** TEXT EXTRACT **
..............................
IL: Decatur approves $14 million contract for 'a rideshare program that anybody can use'
By Brenden Moore
Source Herald & Review, Decatur, Ill. (TNS)
Decatur moved one step closer to the rollout of a new microtransit system that Economic and Community Development Director Lacie Elzy hailed as "an Uber or a rideshare program that anybody can use."
The Decatur City Council on Monday unanimously approved a three-year, $14 million contract with Dallas-based MV Transportation, Inc. to manage and operate the service, which is scheduled to launch on July 1.
The contract will be funded with a combination of state and federal transportation operating grants and a congressional appropriation secured by Sen. Dick Durbin, according to city officials.
In simple terms, microtransit is a "first mile, last mile solution" that utilizes smaller branded vehicles to take riders from a designated stop near their homes to either stops near their final destinations or to fixed-route buses that could be used to complete their trips.
"Microtransit is an efficient, cost-effective, data-driven opportunity that is going to allow us to serve areas that necessarily don't make sense to operate fixed routes in," Elzy said.
It is also viewed as a solution to gaps in coverage in existing rideshare service from companies like Uber and Lyft. Similar to those services, riders will be able to set up microtransit trips via an app on their smartphone. There also will be a designated number people can call to arrange a ride.
..............................
(A few records)

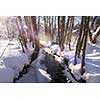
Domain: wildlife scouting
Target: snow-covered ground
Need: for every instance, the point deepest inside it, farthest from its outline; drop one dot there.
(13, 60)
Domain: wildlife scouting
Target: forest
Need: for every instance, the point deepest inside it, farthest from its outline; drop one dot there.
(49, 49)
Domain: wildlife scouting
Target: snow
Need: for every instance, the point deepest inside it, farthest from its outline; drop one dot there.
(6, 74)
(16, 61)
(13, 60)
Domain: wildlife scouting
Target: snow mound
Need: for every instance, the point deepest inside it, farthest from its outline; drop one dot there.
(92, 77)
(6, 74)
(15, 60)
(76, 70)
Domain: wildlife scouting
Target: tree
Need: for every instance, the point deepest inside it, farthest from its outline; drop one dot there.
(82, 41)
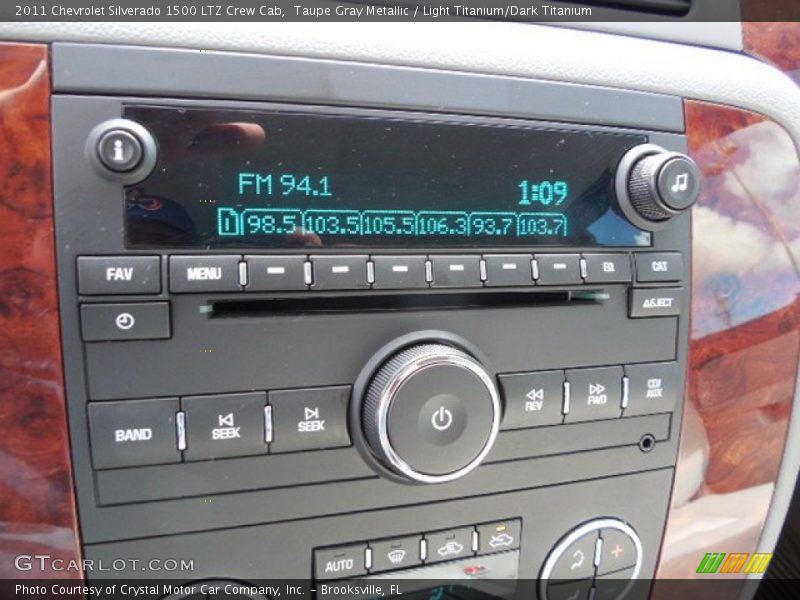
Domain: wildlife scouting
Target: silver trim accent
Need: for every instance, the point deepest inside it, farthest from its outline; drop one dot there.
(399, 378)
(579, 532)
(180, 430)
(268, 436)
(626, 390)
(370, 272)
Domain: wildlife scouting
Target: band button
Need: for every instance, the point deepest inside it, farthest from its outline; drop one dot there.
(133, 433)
..............................
** WRITTEN INSTRUCTION 1 **
Reproduce word for word the passage of the Decatur microtransit article that begins at the words "Decatur moved one" and stops after the words "launch on July 1.".
** WRITTEN INSTRUCTION 2 **
Identify every line in the listing that contains the string "snow", treating uppercase and lowercase letters as different.

** COMPLETE RESPONSE 1 **
Decatur moved one step closer to the rollout of a new microtransit system that Economic and Community Development Director Lacie Elzy hailed as "an Uber or a rideshare program that anybody can use."
The Decatur City Council on Monday unanimously approved a three-year, $14 million contract with Dallas-based MV Transportation, Inc. to manage and operate the service, which is scheduled to launch on July 1.

** COMPLETE RESPONSE 2 **
Target: snow-covered ground
Target: snow
Target: snow mound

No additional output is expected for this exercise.